> **TO DO**
Find the lines in the records that carry the word "number". Copy each one.

> **WORKING DATA**

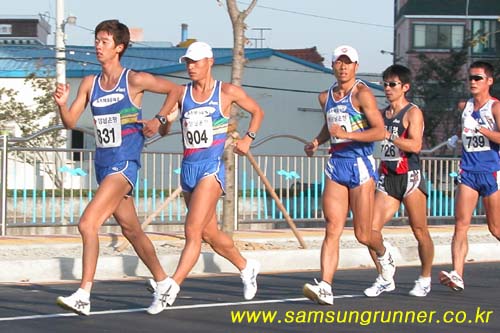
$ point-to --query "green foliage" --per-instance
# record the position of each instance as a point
(438, 87)
(33, 118)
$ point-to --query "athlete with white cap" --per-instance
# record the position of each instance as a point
(352, 124)
(205, 105)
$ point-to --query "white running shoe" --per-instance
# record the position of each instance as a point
(320, 293)
(249, 278)
(379, 286)
(387, 264)
(151, 285)
(422, 287)
(164, 295)
(452, 280)
(78, 302)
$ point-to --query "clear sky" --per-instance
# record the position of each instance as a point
(367, 25)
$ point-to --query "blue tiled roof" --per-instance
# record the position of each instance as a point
(22, 60)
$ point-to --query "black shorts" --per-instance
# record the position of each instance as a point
(399, 186)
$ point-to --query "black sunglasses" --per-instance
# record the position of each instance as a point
(476, 77)
(391, 84)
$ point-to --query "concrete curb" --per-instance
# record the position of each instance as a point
(122, 266)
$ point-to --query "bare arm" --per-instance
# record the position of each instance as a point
(141, 82)
(238, 96)
(70, 116)
(364, 100)
(493, 136)
(415, 124)
(323, 135)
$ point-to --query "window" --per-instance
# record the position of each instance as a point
(483, 33)
(438, 36)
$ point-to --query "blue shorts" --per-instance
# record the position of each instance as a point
(486, 183)
(128, 169)
(351, 172)
(193, 172)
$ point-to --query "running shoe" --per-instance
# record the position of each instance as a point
(249, 278)
(452, 280)
(422, 287)
(164, 295)
(78, 302)
(320, 293)
(379, 286)
(388, 268)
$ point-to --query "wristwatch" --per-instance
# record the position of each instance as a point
(162, 119)
(252, 135)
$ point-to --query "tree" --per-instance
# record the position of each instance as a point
(438, 87)
(238, 22)
(30, 120)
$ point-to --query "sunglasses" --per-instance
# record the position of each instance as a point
(391, 84)
(477, 77)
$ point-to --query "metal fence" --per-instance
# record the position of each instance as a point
(52, 186)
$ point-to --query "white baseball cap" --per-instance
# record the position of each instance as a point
(198, 51)
(346, 50)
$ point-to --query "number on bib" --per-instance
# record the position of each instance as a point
(108, 130)
(198, 132)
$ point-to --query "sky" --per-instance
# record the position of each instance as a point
(366, 25)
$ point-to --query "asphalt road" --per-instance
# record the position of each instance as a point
(215, 304)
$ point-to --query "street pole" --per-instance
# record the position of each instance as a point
(60, 47)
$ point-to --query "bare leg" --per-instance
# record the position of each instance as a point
(335, 206)
(415, 204)
(126, 216)
(361, 199)
(491, 204)
(222, 244)
(384, 208)
(108, 197)
(201, 209)
(466, 201)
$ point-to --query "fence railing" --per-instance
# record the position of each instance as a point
(55, 190)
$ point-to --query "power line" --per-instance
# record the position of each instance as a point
(322, 17)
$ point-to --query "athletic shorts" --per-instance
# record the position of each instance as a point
(351, 172)
(486, 183)
(193, 172)
(400, 186)
(128, 169)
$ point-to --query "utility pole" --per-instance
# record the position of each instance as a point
(60, 45)
(261, 39)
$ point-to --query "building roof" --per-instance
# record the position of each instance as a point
(309, 54)
(450, 8)
(22, 60)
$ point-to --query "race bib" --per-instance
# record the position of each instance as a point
(474, 142)
(108, 130)
(198, 132)
(341, 119)
(389, 151)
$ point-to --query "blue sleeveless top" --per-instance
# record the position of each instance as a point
(343, 113)
(478, 153)
(118, 135)
(204, 127)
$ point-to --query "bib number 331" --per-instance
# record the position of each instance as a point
(198, 132)
(108, 130)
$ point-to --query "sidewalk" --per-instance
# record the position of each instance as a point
(55, 258)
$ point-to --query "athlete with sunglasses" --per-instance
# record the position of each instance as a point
(400, 178)
(479, 173)
(352, 124)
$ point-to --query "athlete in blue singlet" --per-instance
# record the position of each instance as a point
(352, 124)
(115, 97)
(400, 178)
(204, 133)
(205, 106)
(479, 173)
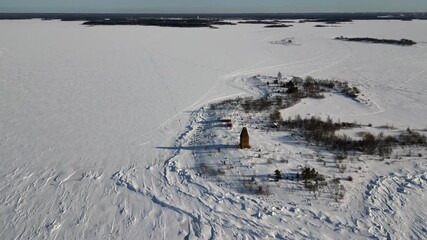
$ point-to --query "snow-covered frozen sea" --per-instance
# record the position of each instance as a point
(85, 112)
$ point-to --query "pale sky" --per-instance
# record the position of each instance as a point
(212, 6)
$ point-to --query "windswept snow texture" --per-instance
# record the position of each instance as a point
(95, 124)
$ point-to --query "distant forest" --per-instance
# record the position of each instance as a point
(317, 17)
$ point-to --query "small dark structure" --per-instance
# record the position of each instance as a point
(244, 139)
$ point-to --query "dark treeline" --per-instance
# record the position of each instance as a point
(401, 42)
(160, 22)
(323, 17)
(279, 26)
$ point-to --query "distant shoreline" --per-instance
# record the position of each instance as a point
(312, 17)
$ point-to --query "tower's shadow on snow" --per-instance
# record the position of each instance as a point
(200, 147)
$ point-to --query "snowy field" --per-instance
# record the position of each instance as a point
(101, 131)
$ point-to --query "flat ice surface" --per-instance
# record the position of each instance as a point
(83, 110)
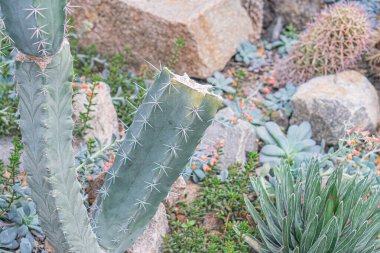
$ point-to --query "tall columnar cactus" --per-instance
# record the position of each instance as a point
(332, 44)
(167, 128)
(43, 72)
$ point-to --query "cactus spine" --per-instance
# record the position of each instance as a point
(167, 128)
(43, 73)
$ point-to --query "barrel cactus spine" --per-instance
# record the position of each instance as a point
(332, 44)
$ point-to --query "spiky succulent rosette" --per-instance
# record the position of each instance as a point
(333, 43)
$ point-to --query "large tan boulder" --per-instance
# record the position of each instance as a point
(212, 30)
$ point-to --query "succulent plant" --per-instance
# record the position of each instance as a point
(295, 147)
(221, 83)
(167, 128)
(332, 44)
(25, 214)
(310, 216)
(281, 100)
(246, 52)
(372, 7)
(203, 157)
(17, 234)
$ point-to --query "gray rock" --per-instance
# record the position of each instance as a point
(212, 30)
(105, 121)
(5, 148)
(331, 102)
(152, 238)
(238, 139)
(177, 192)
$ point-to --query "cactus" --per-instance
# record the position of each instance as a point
(332, 44)
(43, 72)
(310, 216)
(167, 128)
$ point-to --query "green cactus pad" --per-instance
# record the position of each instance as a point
(37, 27)
(167, 128)
(46, 126)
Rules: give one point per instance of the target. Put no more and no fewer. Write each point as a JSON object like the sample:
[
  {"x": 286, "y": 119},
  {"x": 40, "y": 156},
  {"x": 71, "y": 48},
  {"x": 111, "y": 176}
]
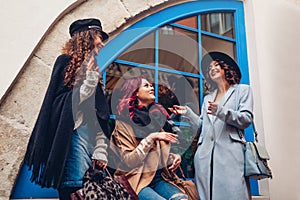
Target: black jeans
[{"x": 64, "y": 193}]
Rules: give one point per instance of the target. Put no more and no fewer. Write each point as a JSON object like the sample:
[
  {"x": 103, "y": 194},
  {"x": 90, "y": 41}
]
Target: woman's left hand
[
  {"x": 99, "y": 163},
  {"x": 176, "y": 160}
]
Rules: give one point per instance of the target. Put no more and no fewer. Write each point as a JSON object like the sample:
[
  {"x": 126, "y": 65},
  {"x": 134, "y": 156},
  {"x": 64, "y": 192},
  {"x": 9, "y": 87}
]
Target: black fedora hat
[
  {"x": 207, "y": 58},
  {"x": 85, "y": 24}
]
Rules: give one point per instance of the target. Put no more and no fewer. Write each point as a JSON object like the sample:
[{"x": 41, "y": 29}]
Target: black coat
[{"x": 52, "y": 134}]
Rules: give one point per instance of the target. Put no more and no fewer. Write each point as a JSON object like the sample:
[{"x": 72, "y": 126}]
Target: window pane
[
  {"x": 142, "y": 51},
  {"x": 215, "y": 44},
  {"x": 219, "y": 23},
  {"x": 178, "y": 90},
  {"x": 178, "y": 49},
  {"x": 190, "y": 22}
]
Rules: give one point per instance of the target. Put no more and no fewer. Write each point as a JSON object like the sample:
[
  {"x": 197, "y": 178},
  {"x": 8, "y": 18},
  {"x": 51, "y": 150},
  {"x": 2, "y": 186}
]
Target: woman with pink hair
[{"x": 142, "y": 139}]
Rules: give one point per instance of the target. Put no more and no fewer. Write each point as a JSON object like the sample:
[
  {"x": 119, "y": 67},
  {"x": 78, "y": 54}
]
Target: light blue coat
[{"x": 219, "y": 159}]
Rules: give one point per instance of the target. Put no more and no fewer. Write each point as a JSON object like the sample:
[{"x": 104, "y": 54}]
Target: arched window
[{"x": 168, "y": 46}]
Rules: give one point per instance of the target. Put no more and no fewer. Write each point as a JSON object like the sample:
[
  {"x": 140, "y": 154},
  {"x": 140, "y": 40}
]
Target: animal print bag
[{"x": 98, "y": 184}]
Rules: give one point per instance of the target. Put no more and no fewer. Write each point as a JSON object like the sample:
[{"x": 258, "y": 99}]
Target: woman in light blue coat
[{"x": 219, "y": 159}]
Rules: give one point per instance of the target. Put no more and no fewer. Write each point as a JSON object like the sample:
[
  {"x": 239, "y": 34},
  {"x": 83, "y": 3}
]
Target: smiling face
[
  {"x": 98, "y": 43},
  {"x": 215, "y": 71},
  {"x": 145, "y": 93}
]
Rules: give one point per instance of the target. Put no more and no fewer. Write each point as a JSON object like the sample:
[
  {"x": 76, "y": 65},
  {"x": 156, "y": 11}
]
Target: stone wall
[{"x": 19, "y": 109}]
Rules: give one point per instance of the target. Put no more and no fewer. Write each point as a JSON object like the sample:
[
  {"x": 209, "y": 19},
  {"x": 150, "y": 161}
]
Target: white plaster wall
[
  {"x": 273, "y": 47},
  {"x": 23, "y": 23}
]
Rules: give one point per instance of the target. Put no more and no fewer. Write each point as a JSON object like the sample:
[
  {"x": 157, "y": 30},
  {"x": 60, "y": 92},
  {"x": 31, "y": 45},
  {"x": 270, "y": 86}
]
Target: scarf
[{"x": 148, "y": 120}]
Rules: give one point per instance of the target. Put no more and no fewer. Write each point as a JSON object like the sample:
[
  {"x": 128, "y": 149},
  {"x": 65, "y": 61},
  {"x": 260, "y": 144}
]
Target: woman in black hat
[
  {"x": 219, "y": 159},
  {"x": 70, "y": 130}
]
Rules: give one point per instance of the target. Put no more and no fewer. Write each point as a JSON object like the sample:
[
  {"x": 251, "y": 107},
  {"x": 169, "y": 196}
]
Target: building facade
[{"x": 165, "y": 40}]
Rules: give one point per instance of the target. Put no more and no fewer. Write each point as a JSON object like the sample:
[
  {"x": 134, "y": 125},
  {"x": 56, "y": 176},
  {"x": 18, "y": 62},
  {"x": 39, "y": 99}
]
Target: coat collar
[{"x": 224, "y": 100}]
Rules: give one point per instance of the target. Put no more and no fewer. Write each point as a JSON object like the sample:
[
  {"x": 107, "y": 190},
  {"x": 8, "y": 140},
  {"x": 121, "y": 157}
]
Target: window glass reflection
[{"x": 218, "y": 23}]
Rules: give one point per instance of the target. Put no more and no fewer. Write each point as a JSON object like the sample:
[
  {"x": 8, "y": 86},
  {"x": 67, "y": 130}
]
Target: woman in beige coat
[{"x": 141, "y": 140}]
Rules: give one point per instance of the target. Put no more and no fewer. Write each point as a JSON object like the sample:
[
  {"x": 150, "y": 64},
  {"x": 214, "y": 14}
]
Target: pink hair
[{"x": 129, "y": 90}]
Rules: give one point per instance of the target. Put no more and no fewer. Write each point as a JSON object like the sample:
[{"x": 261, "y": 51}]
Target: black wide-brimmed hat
[
  {"x": 207, "y": 58},
  {"x": 86, "y": 24}
]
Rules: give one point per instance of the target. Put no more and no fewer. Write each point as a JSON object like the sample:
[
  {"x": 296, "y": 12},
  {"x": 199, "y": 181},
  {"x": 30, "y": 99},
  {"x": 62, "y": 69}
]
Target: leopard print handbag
[{"x": 98, "y": 184}]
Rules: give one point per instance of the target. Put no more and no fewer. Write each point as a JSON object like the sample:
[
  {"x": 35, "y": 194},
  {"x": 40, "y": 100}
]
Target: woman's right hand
[
  {"x": 164, "y": 136},
  {"x": 178, "y": 110}
]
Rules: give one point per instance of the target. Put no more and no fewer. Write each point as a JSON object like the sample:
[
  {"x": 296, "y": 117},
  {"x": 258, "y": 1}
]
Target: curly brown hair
[
  {"x": 230, "y": 75},
  {"x": 81, "y": 48}
]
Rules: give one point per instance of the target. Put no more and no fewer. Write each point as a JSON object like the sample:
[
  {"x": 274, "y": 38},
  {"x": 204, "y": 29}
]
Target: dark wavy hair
[
  {"x": 80, "y": 48},
  {"x": 230, "y": 76}
]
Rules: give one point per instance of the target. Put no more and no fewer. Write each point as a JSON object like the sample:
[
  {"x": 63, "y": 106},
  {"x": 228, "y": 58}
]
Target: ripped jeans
[{"x": 159, "y": 189}]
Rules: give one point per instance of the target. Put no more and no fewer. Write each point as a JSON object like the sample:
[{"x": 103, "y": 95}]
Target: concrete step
[{"x": 253, "y": 198}]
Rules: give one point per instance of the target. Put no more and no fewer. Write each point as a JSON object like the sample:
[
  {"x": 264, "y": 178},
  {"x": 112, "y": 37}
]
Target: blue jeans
[
  {"x": 159, "y": 189},
  {"x": 79, "y": 158}
]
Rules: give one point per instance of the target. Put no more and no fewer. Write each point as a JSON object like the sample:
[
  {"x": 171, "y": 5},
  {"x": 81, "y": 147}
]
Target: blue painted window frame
[{"x": 137, "y": 31}]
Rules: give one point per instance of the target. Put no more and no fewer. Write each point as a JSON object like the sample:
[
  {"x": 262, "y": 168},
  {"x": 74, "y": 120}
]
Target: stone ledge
[{"x": 260, "y": 198}]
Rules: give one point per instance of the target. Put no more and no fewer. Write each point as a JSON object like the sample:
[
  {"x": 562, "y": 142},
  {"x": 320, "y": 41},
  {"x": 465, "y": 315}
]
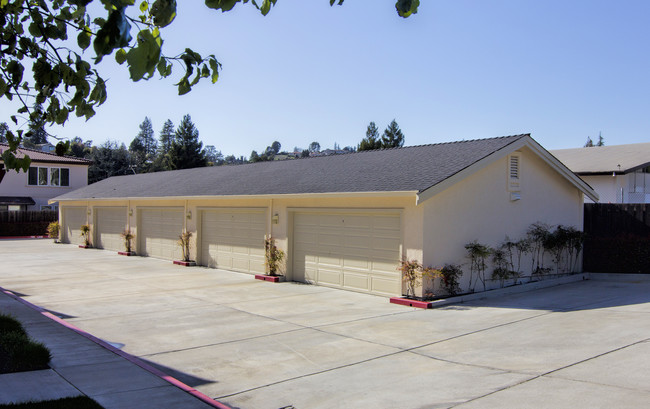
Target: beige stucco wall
[
  {"x": 433, "y": 232},
  {"x": 15, "y": 184},
  {"x": 479, "y": 208},
  {"x": 411, "y": 216}
]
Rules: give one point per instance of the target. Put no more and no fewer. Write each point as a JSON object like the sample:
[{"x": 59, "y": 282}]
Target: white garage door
[
  {"x": 110, "y": 222},
  {"x": 73, "y": 218},
  {"x": 158, "y": 233},
  {"x": 233, "y": 239},
  {"x": 356, "y": 251}
]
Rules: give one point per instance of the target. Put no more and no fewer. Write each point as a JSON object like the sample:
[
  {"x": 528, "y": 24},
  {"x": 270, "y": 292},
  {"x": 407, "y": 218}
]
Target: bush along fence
[
  {"x": 544, "y": 252},
  {"x": 618, "y": 238},
  {"x": 26, "y": 223}
]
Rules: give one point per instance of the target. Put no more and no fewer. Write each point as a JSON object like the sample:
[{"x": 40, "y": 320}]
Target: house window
[
  {"x": 514, "y": 173},
  {"x": 38, "y": 176}
]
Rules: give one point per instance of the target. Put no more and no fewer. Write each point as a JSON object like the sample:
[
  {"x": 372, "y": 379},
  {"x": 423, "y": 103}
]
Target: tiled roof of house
[
  {"x": 407, "y": 169},
  {"x": 605, "y": 159},
  {"x": 40, "y": 157}
]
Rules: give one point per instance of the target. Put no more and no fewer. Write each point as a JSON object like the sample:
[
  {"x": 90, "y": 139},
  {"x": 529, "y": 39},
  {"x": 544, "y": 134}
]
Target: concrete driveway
[{"x": 252, "y": 344}]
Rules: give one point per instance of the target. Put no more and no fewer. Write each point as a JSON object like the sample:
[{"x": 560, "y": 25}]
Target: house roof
[
  {"x": 605, "y": 159},
  {"x": 16, "y": 200},
  {"x": 414, "y": 169},
  {"x": 41, "y": 157}
]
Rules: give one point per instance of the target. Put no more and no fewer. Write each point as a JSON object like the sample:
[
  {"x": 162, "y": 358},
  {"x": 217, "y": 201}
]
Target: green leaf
[
  {"x": 115, "y": 33},
  {"x": 120, "y": 56},
  {"x": 145, "y": 56},
  {"x": 184, "y": 86},
  {"x": 83, "y": 39},
  {"x": 223, "y": 5},
  {"x": 407, "y": 7},
  {"x": 163, "y": 12}
]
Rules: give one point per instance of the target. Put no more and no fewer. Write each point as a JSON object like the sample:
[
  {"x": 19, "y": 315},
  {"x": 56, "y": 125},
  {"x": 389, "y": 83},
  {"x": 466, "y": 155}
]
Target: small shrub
[
  {"x": 21, "y": 353},
  {"x": 128, "y": 238},
  {"x": 85, "y": 233},
  {"x": 273, "y": 256},
  {"x": 477, "y": 254},
  {"x": 53, "y": 230},
  {"x": 412, "y": 274},
  {"x": 9, "y": 324},
  {"x": 450, "y": 274},
  {"x": 184, "y": 242}
]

> **OUTPUT FOR THIS TASK**
$ point-to --query "number on bib" --per-instance
$ point-to --query "bib number 331" --per-instance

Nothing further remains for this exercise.